■ WHAT THIS TASK INVOLVES ■
Up to and including the line that contains "In this exercise you will pick out the distant ridgeline", return every line from the start of the data, unchanged.

(INPUT MATERIAL)

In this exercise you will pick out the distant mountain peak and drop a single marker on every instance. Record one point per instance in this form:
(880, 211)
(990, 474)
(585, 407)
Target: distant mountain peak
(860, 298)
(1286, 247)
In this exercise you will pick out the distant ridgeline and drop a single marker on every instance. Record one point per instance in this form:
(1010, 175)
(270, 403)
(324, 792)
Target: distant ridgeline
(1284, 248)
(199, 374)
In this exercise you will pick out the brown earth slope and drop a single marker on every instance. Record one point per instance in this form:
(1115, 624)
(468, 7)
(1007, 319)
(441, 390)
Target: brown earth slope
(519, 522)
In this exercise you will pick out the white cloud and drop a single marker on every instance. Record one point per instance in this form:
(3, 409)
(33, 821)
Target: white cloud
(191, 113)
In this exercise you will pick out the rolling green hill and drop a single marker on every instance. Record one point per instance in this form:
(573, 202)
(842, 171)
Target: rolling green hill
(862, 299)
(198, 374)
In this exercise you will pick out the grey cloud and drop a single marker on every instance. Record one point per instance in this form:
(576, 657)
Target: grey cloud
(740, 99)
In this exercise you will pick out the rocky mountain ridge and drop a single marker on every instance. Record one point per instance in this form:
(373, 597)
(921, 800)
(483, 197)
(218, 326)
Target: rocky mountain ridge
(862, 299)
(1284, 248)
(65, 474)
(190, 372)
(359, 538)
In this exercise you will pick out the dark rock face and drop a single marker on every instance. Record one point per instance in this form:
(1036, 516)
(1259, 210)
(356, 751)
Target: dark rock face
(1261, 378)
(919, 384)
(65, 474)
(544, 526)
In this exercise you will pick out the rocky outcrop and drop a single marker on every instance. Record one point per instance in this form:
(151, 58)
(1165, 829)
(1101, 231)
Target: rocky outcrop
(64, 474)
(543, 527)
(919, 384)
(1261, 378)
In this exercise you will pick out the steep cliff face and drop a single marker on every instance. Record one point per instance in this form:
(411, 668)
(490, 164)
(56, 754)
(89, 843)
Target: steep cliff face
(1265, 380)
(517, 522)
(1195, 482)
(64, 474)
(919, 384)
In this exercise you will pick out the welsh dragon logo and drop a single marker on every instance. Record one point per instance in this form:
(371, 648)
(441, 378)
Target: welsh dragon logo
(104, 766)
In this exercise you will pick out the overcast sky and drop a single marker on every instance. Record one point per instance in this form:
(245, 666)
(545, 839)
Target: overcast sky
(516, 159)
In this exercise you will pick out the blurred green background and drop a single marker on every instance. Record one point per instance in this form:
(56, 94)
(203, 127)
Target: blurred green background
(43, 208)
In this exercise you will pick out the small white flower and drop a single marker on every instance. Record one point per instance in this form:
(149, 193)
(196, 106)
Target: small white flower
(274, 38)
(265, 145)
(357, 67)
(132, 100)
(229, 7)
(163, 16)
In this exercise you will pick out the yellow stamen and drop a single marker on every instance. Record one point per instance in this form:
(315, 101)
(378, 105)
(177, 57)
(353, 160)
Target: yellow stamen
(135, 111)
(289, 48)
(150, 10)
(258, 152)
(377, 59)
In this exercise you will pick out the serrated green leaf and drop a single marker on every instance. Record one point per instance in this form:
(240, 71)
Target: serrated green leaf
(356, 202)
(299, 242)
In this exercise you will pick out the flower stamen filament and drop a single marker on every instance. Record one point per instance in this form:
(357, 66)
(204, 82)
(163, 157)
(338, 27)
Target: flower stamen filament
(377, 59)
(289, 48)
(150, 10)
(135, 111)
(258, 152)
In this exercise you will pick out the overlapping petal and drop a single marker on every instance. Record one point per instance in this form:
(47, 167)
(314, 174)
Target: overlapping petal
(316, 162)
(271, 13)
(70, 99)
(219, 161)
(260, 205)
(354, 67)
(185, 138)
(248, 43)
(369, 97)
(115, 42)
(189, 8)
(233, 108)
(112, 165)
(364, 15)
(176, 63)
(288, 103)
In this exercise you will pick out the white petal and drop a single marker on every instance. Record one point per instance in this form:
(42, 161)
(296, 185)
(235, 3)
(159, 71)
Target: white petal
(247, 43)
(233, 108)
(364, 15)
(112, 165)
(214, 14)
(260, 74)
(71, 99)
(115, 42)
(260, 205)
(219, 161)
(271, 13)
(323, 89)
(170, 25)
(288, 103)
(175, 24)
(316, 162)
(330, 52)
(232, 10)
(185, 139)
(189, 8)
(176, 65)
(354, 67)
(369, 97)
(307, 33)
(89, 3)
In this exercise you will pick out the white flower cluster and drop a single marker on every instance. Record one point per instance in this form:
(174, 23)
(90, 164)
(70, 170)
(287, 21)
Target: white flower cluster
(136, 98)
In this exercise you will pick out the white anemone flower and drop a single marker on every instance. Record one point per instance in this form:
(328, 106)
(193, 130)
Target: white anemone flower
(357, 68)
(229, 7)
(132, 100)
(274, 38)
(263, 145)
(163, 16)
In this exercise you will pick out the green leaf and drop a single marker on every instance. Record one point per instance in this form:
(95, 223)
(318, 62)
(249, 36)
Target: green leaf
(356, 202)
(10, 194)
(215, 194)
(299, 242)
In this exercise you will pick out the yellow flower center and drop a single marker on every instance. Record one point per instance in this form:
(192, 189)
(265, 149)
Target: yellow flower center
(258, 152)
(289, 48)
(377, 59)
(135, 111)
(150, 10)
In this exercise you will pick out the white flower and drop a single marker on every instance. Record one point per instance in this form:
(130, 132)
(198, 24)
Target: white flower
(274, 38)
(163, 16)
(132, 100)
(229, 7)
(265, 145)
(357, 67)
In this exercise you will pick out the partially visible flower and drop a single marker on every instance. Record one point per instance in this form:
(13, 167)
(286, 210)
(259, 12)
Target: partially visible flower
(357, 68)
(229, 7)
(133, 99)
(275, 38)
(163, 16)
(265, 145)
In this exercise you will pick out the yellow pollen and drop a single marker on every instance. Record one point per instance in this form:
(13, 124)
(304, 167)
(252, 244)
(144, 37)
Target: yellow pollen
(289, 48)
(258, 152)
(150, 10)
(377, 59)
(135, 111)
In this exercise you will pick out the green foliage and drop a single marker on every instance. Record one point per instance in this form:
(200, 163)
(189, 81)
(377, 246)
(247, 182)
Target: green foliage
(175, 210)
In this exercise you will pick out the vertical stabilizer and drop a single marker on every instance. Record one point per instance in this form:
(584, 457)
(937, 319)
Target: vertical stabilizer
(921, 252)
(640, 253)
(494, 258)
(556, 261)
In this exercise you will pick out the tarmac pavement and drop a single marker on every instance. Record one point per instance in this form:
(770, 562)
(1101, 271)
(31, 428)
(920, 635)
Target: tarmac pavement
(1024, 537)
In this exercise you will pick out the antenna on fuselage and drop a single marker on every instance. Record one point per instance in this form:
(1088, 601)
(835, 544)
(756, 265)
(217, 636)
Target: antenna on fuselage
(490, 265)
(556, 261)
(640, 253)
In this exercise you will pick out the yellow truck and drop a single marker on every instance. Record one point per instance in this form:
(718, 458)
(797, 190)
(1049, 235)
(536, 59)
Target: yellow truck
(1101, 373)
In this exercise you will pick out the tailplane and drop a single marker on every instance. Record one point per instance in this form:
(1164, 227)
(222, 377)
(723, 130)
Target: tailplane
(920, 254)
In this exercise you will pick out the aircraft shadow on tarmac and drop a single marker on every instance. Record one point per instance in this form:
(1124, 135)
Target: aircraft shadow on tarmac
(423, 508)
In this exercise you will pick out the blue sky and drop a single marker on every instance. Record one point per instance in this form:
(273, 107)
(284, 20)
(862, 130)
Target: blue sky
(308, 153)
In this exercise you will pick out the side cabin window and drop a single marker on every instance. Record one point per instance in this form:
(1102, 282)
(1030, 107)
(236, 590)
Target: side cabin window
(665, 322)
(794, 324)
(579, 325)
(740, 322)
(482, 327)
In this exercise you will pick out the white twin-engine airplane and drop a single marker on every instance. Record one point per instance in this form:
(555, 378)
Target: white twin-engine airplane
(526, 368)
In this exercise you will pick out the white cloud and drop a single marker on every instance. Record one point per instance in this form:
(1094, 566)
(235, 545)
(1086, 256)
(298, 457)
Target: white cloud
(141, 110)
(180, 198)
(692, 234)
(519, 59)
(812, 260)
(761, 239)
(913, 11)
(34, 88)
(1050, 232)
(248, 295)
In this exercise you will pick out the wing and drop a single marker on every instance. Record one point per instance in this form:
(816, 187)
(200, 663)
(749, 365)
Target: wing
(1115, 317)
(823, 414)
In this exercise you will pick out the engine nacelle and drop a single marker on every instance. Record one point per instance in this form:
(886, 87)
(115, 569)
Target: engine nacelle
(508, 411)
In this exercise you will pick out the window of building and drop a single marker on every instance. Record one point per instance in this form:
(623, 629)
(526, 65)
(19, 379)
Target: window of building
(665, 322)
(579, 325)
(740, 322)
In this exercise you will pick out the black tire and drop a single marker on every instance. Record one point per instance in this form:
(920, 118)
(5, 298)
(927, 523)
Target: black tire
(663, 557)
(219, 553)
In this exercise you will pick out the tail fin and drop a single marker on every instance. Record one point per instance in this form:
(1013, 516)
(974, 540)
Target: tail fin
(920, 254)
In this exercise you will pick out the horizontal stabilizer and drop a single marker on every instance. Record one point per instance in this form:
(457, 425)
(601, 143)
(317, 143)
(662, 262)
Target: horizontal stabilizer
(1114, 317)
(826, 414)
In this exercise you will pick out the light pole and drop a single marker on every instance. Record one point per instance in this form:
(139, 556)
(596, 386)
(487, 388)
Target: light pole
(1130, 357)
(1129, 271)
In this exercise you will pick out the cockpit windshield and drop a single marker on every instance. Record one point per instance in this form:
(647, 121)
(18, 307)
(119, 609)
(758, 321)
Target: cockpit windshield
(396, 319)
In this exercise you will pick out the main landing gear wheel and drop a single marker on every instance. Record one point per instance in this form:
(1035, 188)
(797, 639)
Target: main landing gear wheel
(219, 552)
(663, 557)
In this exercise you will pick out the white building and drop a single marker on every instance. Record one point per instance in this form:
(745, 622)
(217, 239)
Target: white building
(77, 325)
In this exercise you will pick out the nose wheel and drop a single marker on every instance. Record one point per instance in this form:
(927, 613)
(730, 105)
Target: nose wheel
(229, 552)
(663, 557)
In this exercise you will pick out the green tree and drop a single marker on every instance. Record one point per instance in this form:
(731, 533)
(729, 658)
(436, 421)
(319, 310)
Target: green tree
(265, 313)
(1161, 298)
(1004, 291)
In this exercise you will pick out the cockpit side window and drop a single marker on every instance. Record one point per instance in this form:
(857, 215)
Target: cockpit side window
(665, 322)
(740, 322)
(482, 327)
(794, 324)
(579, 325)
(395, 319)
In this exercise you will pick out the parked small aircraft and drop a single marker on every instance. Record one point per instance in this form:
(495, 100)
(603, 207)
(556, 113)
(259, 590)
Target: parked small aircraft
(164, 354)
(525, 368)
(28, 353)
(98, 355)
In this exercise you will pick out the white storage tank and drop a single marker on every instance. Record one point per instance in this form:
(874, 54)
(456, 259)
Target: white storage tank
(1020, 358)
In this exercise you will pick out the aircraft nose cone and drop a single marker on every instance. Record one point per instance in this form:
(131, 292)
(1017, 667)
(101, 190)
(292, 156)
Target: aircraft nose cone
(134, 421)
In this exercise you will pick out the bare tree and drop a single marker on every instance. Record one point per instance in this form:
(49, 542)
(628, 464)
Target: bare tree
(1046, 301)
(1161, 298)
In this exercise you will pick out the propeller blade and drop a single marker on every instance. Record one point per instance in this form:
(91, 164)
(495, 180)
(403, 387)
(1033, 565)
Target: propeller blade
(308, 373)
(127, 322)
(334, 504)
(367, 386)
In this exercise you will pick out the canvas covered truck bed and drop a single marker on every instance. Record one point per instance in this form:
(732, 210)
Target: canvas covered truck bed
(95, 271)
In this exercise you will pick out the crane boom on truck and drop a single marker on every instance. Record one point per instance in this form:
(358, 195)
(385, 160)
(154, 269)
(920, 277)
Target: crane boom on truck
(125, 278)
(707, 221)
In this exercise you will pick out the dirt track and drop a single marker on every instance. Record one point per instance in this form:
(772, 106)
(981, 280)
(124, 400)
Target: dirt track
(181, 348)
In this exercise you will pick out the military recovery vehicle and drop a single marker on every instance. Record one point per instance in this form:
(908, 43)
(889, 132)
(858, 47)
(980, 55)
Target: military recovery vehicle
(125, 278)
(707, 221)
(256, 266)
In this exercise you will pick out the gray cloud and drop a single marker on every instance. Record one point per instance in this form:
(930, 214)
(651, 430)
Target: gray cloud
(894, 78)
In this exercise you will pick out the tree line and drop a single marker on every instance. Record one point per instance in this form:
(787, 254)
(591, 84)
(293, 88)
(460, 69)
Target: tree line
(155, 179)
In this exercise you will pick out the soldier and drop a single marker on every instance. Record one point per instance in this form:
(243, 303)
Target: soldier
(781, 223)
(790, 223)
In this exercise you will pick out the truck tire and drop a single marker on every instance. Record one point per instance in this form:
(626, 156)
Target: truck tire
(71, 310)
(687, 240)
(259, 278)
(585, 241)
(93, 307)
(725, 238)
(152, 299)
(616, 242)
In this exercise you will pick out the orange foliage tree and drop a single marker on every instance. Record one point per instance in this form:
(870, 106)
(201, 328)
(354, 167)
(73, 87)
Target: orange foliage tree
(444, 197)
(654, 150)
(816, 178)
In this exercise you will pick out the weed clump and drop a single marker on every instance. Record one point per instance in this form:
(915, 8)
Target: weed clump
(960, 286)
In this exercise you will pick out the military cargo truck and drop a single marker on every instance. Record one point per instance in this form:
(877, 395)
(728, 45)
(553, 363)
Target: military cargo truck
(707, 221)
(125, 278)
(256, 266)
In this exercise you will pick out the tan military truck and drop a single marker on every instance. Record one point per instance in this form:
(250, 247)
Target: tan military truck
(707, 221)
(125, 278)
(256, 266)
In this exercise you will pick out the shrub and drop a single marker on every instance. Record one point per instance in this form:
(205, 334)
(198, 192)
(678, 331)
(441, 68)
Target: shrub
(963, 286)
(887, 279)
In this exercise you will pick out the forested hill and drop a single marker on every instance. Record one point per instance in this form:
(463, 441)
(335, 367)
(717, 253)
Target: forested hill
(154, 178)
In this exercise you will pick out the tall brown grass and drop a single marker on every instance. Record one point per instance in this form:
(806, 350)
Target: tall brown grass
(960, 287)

(End INPUT MATERIAL)

■ EXERCISE ANSWER ■
In this exercise you will pick out the distant mountain peak and drop a single marker on every instance. Record one point per instance in this form:
(880, 211)
(990, 474)
(585, 407)
Target: distant mountain peak
(860, 298)
(1286, 247)
In this exercise you will pick out the distant ridgeline and drop a single marker on every instance. Record one point per instance in this form:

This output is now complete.